- **TEXT SECTION**:
- Opening Delimiter -

Once ubiquitous in the American diet, trans fats like partially hydrogenated soybean oil have largely dropped off ingredients lists over the last two decades. (Today, the average American currently consumes about 1 gram of trans fat daily, which is down from 4.6 grams in 2003.)

Despite significant evidence that they increase the risk of heart disease, however, some holdouts still use transfats. Now, the U.S. Food and Drug Administration is poised to ban them altogether.

Trans fats are made by adding hydrogen to vegetable oil and are used to help improve the texture and shelf life of some products. The drawback is that eating trans fats leads at the same time to increased levels of the types of cholesterol that deposit plaque in arteries and decreased levels of good cholesterol.

"The independent Institute of Medicine has concluded that trans fat provides no known health benefit and that there is no safe level of consumption of artificial trans fat," FDA spokesperson Theresa Eisenman said in a statement.

Not Safe

The agency announced last week that artificial trans fats are not "generally recognized as safe," and opened a 60-day comment period on the proposed ban. Taking them off the list of safe foods would make using the additives illegal unless manufacturers secured special permission.

Eisenman said the use of trans fats has declined significantly even since 2006, when the agency started requiring information about the additives to be listed on food labels.

The Centers for Disease Control and Prevention said the move could prevent as many as 20,000 additional coronary heart attacks and up to 7,000 additional coronary deaths each year.

- Closing Delimiter -

- **TASK DETAILS**:
Copy out the whole text on the FDA's proposed trans fat ban word for word.

- **RECORDS**:
- Opening Delimiter -

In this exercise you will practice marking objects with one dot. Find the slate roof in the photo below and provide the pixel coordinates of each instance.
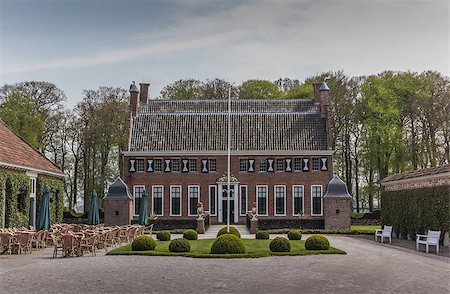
(14, 150)
(118, 190)
(337, 188)
(418, 173)
(201, 125)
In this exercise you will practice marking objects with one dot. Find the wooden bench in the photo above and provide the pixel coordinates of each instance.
(430, 239)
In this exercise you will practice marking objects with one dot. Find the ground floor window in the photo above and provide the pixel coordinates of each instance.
(175, 200)
(194, 198)
(137, 195)
(244, 200)
(316, 199)
(158, 196)
(212, 200)
(297, 193)
(261, 199)
(280, 200)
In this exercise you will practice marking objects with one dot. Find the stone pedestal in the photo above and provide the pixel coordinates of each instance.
(253, 225)
(200, 225)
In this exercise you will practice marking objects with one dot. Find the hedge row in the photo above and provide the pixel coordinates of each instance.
(415, 211)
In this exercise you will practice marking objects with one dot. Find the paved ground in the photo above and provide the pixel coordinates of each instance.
(368, 267)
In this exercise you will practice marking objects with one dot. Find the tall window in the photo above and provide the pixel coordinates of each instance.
(244, 200)
(175, 165)
(297, 194)
(316, 200)
(262, 165)
(137, 196)
(280, 165)
(261, 192)
(192, 165)
(140, 165)
(157, 163)
(158, 195)
(194, 198)
(212, 165)
(175, 200)
(242, 165)
(316, 164)
(280, 200)
(212, 200)
(297, 164)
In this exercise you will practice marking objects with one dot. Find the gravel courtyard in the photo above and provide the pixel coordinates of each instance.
(368, 267)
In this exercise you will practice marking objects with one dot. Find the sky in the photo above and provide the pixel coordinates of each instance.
(87, 44)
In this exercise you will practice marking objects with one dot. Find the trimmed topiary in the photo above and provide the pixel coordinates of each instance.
(280, 244)
(163, 236)
(233, 231)
(228, 244)
(190, 235)
(317, 242)
(262, 235)
(294, 235)
(143, 243)
(180, 245)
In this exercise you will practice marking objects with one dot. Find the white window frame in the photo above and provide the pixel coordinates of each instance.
(275, 200)
(181, 200)
(189, 198)
(240, 200)
(267, 200)
(162, 202)
(215, 199)
(321, 201)
(134, 198)
(293, 199)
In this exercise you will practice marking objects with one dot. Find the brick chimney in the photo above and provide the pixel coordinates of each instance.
(143, 93)
(134, 102)
(322, 96)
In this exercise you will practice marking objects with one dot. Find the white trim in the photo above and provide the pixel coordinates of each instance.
(162, 202)
(293, 198)
(181, 200)
(321, 200)
(240, 200)
(189, 199)
(275, 200)
(267, 200)
(31, 169)
(134, 192)
(215, 199)
(233, 152)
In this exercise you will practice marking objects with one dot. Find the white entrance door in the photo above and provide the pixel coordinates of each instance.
(224, 196)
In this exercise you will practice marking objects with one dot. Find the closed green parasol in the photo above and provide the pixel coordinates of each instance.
(43, 222)
(93, 217)
(143, 210)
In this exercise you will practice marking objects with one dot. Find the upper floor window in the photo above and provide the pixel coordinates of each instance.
(157, 164)
(243, 165)
(212, 165)
(192, 165)
(140, 165)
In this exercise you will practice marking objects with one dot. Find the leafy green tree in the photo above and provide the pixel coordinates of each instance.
(259, 89)
(22, 115)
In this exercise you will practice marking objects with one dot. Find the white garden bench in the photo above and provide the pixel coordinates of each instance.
(386, 232)
(431, 239)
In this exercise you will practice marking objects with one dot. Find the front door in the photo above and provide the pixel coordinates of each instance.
(223, 209)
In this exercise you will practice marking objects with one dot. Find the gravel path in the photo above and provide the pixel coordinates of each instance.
(368, 267)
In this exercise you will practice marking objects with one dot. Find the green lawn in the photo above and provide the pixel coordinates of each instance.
(365, 228)
(201, 248)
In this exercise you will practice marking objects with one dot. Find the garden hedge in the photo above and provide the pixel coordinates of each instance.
(415, 211)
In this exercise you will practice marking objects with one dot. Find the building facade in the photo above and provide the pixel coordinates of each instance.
(281, 157)
(24, 172)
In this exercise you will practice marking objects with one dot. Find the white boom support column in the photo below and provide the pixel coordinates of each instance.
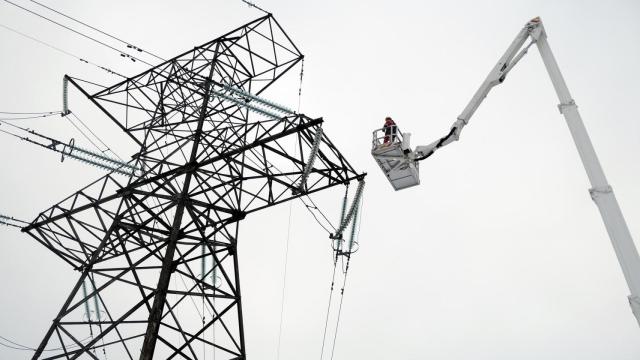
(601, 192)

- Closing Delimiter -

- **WRITTEN REPLY**:
Once ubiquitous in the American diet, trans fats like partially hydrogenated soybean oil have largely dropped off ingredients lists over the last two decades. (Today, the average American currently consumes about 1 gram of trans fat daily, which is down from 4.6 grams in 2003.)

Despite significant evidence that they increase the risk of heart disease, however, some holdouts still use transfats. Now, the U.S. Food and Drug Administration is poised to ban them altogether.

Trans fats are made by adding hydrogen to vegetable oil and are used to help improve the texture and shelf life of some products. The drawback is that eating trans fats leads at the same time to increased levels of the types of cholesterol that deposit plaque in arteries and decreased levels of good cholesterol.

"The independent Institute of Medicine has concluded that trans fat provides no known health benefit and that there is no safe level of consumption of artificial trans fat," FDA spokesperson Theresa Eisenman said in a statement.

Not Safe

The agency announced last week that artificial trans fats are not "generally recognized as safe," and opened a 60-day comment period on the proposed ban. Taking them off the list of safe foods would make using the additives illegal unless manufacturers secured special permission.

Eisenman said the use of trans fats has declined significantly even since 2006, when the agency started requiring information about the additives to be listed on food labels.

The Centers for Disease Control and Prevention said the move could prevent as many as 20,000 additional coronary heart attacks and up to 7,000 additional coronary deaths each year.